## TEXTE PRÉSENTÉ
Message non lu par Cinci » jeu. 30 nov. 2017, 1:49

Bref, je me serai déjà fait "piéger" par le récit de l'Évangile.

J'explique :

On tombe d'abord sur Pilate et sa fausse question "Qu'est-ce que la vérité?" et, alors, tout en comprenant intuitivement combien le préfet de la Judée devait être un sceptique, mais on aurait le goût de croire que la vérité serait tout de même démontrable par un bel exposé, un dire infaillible. Sûrement que la Vérité avec un grand V tiendrait dans la beauté du message à transmettre. La Vérité resterait comme une compréhension intellectuelle de la vraie chose qu'il s'agirait de bien entendre pour le répéter. Genre : le Messie c'est Jésus, le Fils de Dieu c'est lui, Jésus réalise des vraies miracles, etc. Mais Jésus dit rien. Pourquoi? "Il donne rien de se perdre en explication au profit de celui dont on est sûr qu'il ne voudrait rien écouter."

Voilà une sorte de réponse offrant des allures de vraisemblable. Jésus économise sa salive attendu que l'auditoire ne serait pas à la hauteur. Sauf ...

Avec le commentaire du Père Van Breemen plus haut, l'on pourrait comprendre que Jésus ne dit rien de substantiel ou de très élaboré à Pilate ou à Hérode. Jésus ne dit rien parce que la Vérité est ce lien vivant de fidélité entre le Père et lui-même. Or ce lien réel et vivant n'est pas un objet intellectualisable, pas un concept, pas une formule. La Vérité c'est ce qui est vécu intimement, de l'intérieur, par Jésus lui-même.

La vérité vous rendra libre ... alors savoir que l'Église ... connaître la définition de la Trinité ... accepter de penser que ... voir, comprendre ... Non pas! Mais vivre soi-même expérimentalement de l'intérieur le même type de rapport de fidélité qui était celui de Jésus avec son Père. C'est ce que saint Jean voulait dire.

## OBJECTIF VISÉ
Poursuivez, s'il vous plaît, le texte sur la vérité et le silence de Jésus devant Pilate, en reprenant juste après sa dernière phrase.

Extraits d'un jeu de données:
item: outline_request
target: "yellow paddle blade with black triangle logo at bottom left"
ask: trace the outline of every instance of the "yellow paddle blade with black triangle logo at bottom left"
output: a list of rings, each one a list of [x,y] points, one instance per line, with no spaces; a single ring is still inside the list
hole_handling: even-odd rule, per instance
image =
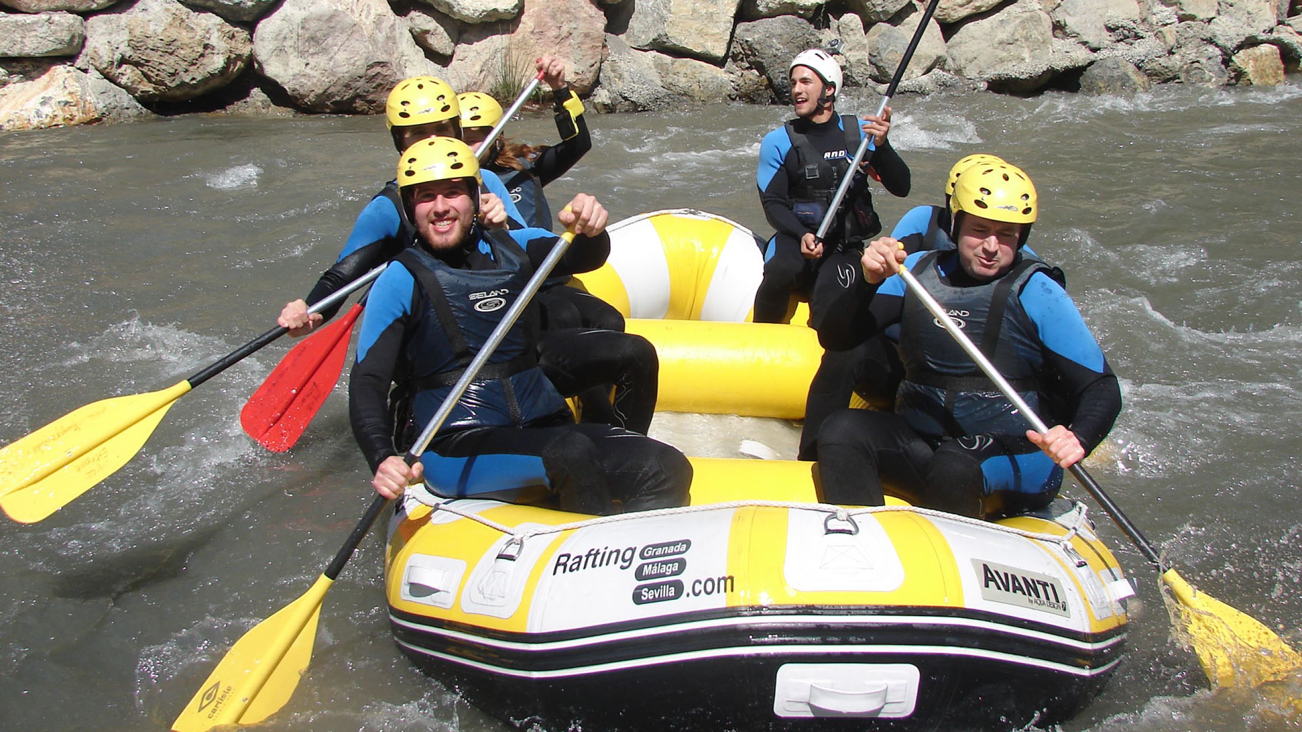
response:
[[[285,706],[307,671],[326,591],[322,574],[301,598],[245,633],[172,723],[172,732],[254,724]]]

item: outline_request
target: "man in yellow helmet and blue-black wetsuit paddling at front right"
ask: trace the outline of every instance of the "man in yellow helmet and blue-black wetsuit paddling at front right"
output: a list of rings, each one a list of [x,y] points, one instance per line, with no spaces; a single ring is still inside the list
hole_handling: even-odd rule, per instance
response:
[[[1048,505],[1062,469],[1112,429],[1121,391],[1060,274],[1023,257],[1036,194],[1019,168],[969,168],[949,202],[957,249],[918,251],[883,237],[865,250],[854,317],[820,336],[845,345],[900,323],[905,378],[896,410],[846,409],[818,435],[823,499],[996,517]],[[1048,423],[1044,436],[980,371],[897,275],[901,263]]]

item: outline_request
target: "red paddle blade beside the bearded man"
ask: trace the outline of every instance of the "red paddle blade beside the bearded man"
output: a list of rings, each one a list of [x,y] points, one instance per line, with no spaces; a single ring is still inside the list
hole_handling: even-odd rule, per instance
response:
[[[353,323],[361,314],[361,303],[353,305],[280,359],[240,410],[240,425],[250,438],[272,452],[294,447],[339,382]]]

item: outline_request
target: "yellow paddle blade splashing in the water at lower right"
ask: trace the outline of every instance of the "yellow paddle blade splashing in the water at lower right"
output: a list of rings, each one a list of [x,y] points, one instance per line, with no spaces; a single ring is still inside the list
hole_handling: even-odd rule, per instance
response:
[[[1198,591],[1174,569],[1161,580],[1176,599],[1167,603],[1172,620],[1212,685],[1258,686],[1302,672],[1302,655],[1256,619]]]

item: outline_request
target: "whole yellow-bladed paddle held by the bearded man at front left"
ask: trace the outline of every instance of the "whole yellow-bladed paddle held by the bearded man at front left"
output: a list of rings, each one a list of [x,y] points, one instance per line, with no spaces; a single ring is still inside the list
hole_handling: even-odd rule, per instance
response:
[[[506,331],[519,319],[519,314],[525,311],[572,241],[574,241],[573,231],[562,233],[560,241],[538,266],[538,271],[530,277],[519,297],[503,315],[501,322],[493,328],[483,348],[466,366],[465,373],[453,384],[452,392],[443,400],[424,431],[408,451],[404,457],[408,465],[414,465],[419,460],[421,453],[434,439],[434,434],[439,431],[439,427],[457,405],[457,400],[465,393],[483,365],[488,362],[488,357],[497,349],[497,345],[506,337]],[[353,528],[353,533],[348,535],[348,541],[344,542],[339,554],[331,560],[326,572],[316,578],[311,589],[255,625],[227,651],[225,658],[217,663],[208,679],[199,686],[181,716],[177,716],[176,722],[172,723],[173,732],[206,732],[223,724],[254,724],[285,706],[311,660],[316,621],[320,617],[326,591],[335,584],[335,578],[342,572],[344,565],[371,529],[371,524],[379,518],[385,504],[388,500],[376,495],[362,520]]]

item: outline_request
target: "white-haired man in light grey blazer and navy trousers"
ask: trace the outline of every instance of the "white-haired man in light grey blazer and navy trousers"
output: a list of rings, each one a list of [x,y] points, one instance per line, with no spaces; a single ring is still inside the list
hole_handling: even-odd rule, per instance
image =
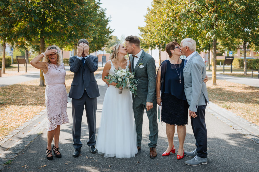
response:
[[[187,165],[207,164],[207,129],[205,124],[205,108],[209,103],[206,84],[205,64],[196,50],[196,42],[191,38],[181,41],[180,50],[186,56],[184,61],[184,92],[189,104],[189,116],[196,139],[196,149],[192,152],[184,151],[184,155],[194,157],[186,161]]]

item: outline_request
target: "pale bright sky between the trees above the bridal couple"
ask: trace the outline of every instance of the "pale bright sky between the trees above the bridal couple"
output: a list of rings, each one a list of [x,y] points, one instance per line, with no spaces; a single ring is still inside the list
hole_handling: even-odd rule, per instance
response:
[[[107,17],[111,16],[109,26],[114,29],[112,35],[119,39],[124,34],[139,36],[138,26],[144,26],[144,15],[153,0],[101,0],[101,7],[106,8]]]

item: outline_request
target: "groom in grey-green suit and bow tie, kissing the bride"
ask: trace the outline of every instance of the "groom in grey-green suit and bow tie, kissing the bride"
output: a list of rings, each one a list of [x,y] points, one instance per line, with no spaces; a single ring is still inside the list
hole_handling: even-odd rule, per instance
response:
[[[137,86],[137,96],[132,98],[138,150],[141,148],[143,114],[146,108],[149,120],[149,156],[150,158],[155,158],[157,156],[156,146],[158,137],[155,60],[151,55],[140,49],[140,40],[137,36],[127,36],[125,38],[125,47],[127,52],[131,54],[129,56],[131,71],[135,72],[136,80],[140,81]]]

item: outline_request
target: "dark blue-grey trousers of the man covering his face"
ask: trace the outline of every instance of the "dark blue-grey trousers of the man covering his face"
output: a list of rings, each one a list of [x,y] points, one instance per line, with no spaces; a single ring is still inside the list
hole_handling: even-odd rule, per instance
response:
[[[87,142],[88,146],[93,146],[96,143],[96,110],[97,110],[97,98],[90,98],[86,91],[84,91],[83,96],[80,99],[72,99],[72,116],[73,116],[73,147],[75,149],[82,147],[81,138],[81,124],[82,116],[85,108],[89,140]]]

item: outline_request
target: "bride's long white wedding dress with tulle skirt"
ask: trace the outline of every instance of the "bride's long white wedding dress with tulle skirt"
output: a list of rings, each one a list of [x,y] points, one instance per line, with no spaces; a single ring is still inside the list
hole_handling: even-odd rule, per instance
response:
[[[111,61],[111,60],[110,60]],[[129,60],[126,68],[129,66]],[[111,62],[110,74],[115,67]],[[132,94],[110,85],[105,93],[96,148],[104,157],[131,158],[138,153]]]

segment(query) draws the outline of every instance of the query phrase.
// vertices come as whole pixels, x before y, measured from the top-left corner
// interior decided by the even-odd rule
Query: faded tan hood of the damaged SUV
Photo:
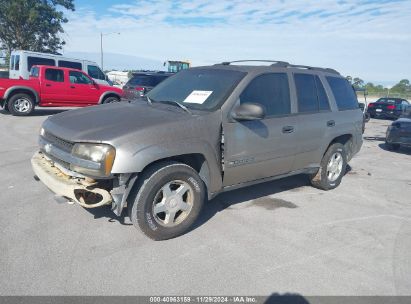
[[[72,142],[115,143],[136,132],[184,128],[197,118],[172,105],[119,102],[56,114],[43,128]]]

## RÉSULTAT ATTENDU
Un certain rapport existentiel nous libère ... nous rend capable de nous mortifier, de nous humilier, de laisser tomber notre préférence, de mettre notre messe tridentine préférée au feu si l'évêque le souhaite, de la chanter en latin l'année prochaine si le vox pop le réclame ... être prêt à tout sacrifier du moment qu'il s'agit de mettre de le Père et sa fidélité en avant.

Une telle façon de recevoir la parole de saint Jean permet une "percée" capable (si je parle pour moi) de nous en réconcilier avec la posture apparemment contradictoire de notre bien-aimé pape François et quand il ose se permettre de célébrer l'hérétique Luther! On peut comprendre que même sans être tout à fait dans la vérité sur le plan doctrinal, et comme sans devoir pour l'autre renoncer au credo de l'Église en contrepartie (sans nier quoi que ce soit des dogmes de l'Église, de la piété mariale, etc,), le catholique peut accepter de voir le dissident tel un honnête homme en son genre et un homme pouvant expérimenter lui aussi ce lien intime véritable avec le Père.